Stated task =
Find the line containing "logo in the photo below.". Return it and every line after it, unchanged, up to and including the last line.

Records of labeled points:
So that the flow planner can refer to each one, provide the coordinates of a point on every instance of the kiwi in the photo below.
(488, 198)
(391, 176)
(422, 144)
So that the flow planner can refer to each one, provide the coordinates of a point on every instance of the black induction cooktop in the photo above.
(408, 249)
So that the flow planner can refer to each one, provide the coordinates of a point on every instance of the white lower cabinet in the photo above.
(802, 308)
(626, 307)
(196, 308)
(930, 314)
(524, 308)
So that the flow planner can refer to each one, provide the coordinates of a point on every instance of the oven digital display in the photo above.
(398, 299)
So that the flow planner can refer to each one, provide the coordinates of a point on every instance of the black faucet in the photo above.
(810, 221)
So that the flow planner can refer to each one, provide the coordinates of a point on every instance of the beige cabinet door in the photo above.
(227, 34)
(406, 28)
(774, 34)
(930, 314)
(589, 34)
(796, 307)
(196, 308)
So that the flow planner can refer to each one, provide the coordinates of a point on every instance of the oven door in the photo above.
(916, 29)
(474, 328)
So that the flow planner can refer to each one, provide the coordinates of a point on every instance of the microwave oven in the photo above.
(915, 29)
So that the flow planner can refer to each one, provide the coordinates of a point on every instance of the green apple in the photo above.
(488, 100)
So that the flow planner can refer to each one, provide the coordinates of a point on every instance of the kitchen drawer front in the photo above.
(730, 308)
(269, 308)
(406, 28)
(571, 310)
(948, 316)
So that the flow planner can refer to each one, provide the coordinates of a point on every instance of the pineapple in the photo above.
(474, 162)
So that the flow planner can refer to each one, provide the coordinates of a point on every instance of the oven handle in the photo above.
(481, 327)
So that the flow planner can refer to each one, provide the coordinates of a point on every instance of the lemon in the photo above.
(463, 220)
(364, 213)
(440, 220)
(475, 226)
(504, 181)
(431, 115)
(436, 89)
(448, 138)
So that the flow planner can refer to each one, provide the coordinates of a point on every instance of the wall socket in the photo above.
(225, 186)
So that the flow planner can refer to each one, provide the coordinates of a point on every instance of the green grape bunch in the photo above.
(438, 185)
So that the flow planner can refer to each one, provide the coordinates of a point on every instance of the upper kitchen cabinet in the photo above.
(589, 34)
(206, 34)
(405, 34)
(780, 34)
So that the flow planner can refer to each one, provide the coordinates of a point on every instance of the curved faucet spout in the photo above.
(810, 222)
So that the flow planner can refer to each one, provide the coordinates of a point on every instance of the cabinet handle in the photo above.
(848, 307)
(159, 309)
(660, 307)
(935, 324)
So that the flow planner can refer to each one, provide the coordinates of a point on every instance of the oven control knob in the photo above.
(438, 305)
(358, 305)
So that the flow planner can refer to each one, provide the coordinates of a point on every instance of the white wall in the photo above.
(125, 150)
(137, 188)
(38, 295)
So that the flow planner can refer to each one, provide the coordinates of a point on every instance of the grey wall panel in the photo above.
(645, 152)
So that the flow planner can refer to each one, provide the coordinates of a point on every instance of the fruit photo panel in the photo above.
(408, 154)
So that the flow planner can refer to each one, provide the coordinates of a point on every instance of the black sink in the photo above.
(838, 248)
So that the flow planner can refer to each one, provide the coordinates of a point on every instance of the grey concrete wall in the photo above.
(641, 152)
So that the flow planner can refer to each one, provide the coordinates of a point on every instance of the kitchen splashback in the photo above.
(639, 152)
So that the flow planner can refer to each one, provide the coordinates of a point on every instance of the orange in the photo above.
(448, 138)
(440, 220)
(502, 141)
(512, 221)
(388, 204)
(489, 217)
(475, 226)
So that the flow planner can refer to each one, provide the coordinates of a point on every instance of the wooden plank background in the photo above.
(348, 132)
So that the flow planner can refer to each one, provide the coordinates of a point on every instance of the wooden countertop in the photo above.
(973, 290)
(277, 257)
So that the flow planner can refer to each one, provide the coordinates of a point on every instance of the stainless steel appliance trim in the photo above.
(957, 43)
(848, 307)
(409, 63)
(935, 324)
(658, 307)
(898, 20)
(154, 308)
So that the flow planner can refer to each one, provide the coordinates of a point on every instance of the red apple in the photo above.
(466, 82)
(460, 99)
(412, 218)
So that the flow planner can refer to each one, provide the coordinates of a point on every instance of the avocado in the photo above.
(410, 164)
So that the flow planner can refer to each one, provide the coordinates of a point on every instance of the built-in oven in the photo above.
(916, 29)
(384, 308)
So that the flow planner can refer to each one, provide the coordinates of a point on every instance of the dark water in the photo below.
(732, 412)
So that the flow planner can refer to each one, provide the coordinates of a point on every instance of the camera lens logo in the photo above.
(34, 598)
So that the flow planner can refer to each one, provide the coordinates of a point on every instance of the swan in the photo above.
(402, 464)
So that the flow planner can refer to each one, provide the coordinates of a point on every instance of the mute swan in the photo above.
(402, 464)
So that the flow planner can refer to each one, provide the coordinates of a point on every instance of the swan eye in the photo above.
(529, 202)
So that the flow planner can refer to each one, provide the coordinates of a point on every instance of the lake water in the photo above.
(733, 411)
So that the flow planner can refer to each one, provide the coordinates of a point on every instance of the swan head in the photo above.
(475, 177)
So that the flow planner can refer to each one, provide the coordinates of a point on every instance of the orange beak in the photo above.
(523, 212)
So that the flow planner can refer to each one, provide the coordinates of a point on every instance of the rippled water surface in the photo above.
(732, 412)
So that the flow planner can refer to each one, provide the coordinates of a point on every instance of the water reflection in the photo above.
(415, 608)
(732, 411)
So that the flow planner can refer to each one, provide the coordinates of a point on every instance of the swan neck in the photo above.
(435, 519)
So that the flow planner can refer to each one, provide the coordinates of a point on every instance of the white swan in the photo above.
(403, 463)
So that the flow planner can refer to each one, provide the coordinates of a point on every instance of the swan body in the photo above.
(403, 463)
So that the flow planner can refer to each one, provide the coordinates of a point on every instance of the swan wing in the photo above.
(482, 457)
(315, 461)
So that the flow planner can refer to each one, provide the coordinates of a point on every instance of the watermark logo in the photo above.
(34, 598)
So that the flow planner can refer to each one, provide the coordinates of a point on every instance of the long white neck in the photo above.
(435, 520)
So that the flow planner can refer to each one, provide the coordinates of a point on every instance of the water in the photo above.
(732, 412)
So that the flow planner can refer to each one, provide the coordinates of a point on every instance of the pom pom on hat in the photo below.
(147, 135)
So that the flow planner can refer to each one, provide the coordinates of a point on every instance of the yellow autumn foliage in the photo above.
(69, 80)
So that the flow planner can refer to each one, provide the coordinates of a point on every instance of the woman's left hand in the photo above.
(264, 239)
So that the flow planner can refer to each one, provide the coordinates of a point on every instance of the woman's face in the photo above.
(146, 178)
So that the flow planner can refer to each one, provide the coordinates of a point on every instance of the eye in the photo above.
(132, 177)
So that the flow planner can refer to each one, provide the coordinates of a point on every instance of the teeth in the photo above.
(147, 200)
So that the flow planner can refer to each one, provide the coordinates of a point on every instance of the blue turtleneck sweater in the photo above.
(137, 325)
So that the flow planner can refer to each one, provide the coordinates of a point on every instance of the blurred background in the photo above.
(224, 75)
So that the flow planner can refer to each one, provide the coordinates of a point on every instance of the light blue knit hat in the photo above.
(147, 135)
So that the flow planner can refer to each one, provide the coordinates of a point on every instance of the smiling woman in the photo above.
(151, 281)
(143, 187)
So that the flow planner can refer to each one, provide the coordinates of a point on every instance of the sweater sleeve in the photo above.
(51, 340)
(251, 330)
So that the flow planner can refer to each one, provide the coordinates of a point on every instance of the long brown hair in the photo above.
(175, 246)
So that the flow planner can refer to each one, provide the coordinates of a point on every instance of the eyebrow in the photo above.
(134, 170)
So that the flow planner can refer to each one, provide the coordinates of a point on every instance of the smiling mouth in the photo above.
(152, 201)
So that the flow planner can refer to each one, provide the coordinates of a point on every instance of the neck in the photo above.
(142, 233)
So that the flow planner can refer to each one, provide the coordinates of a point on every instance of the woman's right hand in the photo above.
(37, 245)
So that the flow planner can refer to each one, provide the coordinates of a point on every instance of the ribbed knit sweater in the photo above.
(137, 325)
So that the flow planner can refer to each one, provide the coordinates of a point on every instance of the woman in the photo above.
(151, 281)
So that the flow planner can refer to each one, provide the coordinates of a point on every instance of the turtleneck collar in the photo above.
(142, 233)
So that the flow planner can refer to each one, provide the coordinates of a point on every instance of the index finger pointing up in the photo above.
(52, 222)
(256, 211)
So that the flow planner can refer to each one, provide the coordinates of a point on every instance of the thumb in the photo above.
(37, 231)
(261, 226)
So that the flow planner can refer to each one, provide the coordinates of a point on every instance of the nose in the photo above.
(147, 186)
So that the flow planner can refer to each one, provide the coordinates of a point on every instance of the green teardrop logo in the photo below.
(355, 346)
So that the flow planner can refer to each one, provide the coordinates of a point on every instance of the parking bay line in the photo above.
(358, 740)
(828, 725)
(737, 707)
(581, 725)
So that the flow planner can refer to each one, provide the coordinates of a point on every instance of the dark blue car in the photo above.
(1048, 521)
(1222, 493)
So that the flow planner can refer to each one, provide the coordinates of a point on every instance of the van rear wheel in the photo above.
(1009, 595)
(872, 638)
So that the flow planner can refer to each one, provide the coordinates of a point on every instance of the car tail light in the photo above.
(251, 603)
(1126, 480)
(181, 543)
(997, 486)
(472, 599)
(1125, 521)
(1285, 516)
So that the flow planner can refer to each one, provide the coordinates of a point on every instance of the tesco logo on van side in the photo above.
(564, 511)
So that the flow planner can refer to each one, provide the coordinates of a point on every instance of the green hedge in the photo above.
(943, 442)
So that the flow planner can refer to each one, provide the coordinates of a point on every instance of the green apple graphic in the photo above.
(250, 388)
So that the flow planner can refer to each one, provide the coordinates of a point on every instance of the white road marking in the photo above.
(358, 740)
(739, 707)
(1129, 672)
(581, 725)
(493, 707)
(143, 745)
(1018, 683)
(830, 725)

Solved problem =
So that the flow planner can refer to each one, provide the coordinates of a point on every instance of the green teardrop logo in the photo below.
(355, 346)
So that the flow planner can refer to each one, provide the coordinates of a point on every instance of the parking bay line in the photo above.
(358, 740)
(828, 725)
(737, 707)
(581, 725)
So that the flow planner can refer to each one, provide the coordinates of a point on every instance of the dark blue car in the photo above.
(1048, 521)
(1222, 493)
So that the flow planner can refer to each one, provide the coordinates of a point on every instance of the van rear wheel in the photo above.
(1009, 595)
(872, 638)
So that the flow planner can refer to each one, provide the coordinates of a point on every instance of the car tail light in the photo above.
(251, 603)
(1126, 480)
(181, 543)
(997, 486)
(472, 599)
(1125, 521)
(1285, 516)
So that the flow planner can refer to each one, provide the coordinates of a point on every instance of the tesco logo on van side in the photo above.
(564, 511)
So that the flow planner can refer to each one, provide the coordinates of a point on every instance of the green hedge in the photo above.
(943, 442)
So that the flow planner can refer to each one, provide the coordinates of a point on every instance of the green apple graphic in the photo above.
(250, 388)
So that the flow planner can refer to each one, provide the coordinates of a point on every instance of the white road marking in the photo above.
(358, 740)
(739, 707)
(1129, 672)
(581, 725)
(493, 707)
(143, 745)
(1018, 683)
(830, 725)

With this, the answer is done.